[start of Passage given]

Professor and Procurator

In 1528 Buchanan graduated M.A. at Scots College, University of Paris. The next year he was appointed regent, or professor, in the College of Sainte-Barbe, and taught there for over three years. Sainte-Barbe was one of the most prestigious and advanced colleges at that time. George added to that prestige by creating new reforms in teaching Latin. In 1529 he was elected "Procurator of the German Nation" in the University of Paris, and was re-elected four times in four successive months. He resigned his regentship in 1531, and in 1532 became tutor to Gilbert Kennedy, 3rd Earl of Cassilis, with whom he returned to Scotland early in 1537 having acquired a great reputation for learning.

[end of Passage given]
[start of Information provided]

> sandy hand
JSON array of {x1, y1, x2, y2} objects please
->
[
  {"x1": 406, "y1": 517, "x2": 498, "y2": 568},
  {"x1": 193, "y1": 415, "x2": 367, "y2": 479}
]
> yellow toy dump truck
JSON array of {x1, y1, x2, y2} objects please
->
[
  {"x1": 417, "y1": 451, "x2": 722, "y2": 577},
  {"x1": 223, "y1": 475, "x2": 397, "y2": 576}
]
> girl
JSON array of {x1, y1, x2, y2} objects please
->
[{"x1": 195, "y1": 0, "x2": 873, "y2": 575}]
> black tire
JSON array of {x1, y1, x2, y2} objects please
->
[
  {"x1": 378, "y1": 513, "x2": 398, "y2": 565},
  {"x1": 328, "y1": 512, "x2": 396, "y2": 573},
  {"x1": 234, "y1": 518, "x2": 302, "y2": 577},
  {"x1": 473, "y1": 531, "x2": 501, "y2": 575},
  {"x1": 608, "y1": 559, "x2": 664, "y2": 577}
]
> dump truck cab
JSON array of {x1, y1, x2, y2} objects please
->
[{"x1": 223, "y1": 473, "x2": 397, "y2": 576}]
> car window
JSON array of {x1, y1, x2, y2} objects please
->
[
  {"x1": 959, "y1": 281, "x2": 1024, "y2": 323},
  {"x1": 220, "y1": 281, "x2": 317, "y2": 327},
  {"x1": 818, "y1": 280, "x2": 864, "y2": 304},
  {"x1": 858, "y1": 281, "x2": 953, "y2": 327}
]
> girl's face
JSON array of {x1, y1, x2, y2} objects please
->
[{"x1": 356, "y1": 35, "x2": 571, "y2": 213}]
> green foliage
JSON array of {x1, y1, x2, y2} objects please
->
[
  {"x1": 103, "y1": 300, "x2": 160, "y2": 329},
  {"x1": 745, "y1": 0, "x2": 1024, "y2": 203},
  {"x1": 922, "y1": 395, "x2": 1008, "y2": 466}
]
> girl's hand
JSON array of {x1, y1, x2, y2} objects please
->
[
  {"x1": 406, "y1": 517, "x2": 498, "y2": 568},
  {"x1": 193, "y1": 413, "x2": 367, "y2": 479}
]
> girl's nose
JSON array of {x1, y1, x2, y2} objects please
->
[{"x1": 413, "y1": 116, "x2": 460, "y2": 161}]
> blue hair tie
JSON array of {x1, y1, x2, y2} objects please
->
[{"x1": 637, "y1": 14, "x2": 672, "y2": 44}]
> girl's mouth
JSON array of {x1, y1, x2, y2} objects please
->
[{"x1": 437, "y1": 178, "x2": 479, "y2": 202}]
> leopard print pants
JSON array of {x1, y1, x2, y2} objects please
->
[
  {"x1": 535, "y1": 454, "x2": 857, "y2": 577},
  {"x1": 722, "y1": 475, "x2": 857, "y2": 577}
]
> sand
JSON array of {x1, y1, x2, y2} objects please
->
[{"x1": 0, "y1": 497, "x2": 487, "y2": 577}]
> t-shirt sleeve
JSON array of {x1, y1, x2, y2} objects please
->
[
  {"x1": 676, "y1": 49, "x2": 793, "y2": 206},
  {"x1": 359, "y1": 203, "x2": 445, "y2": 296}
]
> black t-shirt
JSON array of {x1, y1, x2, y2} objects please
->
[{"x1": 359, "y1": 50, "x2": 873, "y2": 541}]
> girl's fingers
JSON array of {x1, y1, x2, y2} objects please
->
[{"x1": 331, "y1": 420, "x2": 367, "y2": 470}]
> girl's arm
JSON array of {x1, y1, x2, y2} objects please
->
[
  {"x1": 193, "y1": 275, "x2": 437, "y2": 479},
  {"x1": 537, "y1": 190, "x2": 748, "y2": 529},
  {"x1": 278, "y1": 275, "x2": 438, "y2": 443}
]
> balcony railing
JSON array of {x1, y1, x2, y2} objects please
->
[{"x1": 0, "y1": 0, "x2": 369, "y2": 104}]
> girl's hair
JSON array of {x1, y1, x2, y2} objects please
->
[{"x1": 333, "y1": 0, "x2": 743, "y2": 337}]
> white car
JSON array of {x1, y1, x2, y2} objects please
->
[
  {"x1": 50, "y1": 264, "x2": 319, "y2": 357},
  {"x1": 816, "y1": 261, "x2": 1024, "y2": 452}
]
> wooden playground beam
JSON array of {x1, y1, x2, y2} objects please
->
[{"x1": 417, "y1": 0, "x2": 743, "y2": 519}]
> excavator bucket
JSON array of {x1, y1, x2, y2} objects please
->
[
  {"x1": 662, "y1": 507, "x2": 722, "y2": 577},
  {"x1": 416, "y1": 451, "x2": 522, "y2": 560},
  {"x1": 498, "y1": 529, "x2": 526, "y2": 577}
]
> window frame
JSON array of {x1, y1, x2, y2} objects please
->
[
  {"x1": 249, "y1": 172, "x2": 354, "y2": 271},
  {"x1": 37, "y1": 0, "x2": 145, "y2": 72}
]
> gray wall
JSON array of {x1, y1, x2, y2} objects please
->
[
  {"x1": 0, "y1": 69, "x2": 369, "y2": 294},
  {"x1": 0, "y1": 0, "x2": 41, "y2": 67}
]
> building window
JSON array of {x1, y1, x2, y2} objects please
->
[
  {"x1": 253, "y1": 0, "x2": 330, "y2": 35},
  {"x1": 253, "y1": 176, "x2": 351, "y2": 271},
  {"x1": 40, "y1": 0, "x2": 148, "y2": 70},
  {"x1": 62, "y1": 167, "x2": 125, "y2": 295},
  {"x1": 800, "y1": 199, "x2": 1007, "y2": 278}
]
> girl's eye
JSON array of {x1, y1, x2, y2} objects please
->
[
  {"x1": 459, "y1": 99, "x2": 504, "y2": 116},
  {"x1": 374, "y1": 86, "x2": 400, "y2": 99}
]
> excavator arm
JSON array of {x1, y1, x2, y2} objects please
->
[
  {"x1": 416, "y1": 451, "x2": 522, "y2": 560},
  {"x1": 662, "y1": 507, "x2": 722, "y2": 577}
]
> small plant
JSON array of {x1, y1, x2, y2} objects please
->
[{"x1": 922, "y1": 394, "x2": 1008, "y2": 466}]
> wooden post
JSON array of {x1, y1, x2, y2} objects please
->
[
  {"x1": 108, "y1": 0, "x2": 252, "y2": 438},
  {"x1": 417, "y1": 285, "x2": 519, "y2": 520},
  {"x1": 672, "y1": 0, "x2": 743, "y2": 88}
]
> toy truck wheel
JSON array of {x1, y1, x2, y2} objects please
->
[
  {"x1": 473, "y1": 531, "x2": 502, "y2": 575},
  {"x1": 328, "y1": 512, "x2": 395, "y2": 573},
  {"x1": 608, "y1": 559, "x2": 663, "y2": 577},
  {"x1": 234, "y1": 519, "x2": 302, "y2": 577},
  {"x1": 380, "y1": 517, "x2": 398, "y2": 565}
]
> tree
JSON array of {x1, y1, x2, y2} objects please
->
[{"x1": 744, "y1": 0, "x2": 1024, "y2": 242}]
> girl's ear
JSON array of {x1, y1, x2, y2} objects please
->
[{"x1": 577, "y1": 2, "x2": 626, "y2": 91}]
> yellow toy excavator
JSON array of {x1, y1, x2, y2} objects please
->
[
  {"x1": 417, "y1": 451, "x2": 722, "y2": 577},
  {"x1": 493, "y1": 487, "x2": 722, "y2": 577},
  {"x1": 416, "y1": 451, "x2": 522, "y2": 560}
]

[end of Information provided]

- _Stated exercise 1_: Revise the passage on Buchanan in Paris from "Professor and Procurator" to "reputation for learning.", using "Sainte Barbe" wherever "Sainte-Barbe" occurs.
- _Stated exercise 2_: Which years are written out as numbers in the passage on Buchanan in Paris? List every one.
The records have nothing to do with the passage on Buchanan in Paris.

- _Solution 1_:
Professor and Procurator

In 1528 Buchanan graduated M.A. at Scots College, University of Paris. The next year he was appointed regent, or professor, in the College of Sainte Barbe, and taught there for over three years. Sainte Barbe was one of the most prestigious and advanced colleges at that time. George added to that prestige by creating new reforms in teaching Latin. In 1529 he was elected "Procurator of the German Nation" in the University of Paris, and was re-elected four times in four successive months. He resigned his regentship in 1531, and in 1532 became tutor to Gilbert Kennedy, 3rd Earl of Cassilis, with whom he returned to Scotland early in 1537 having acquired a great reputation for learning.

- _Solution 2_: 1528, 1529, 1531, 1532, 1537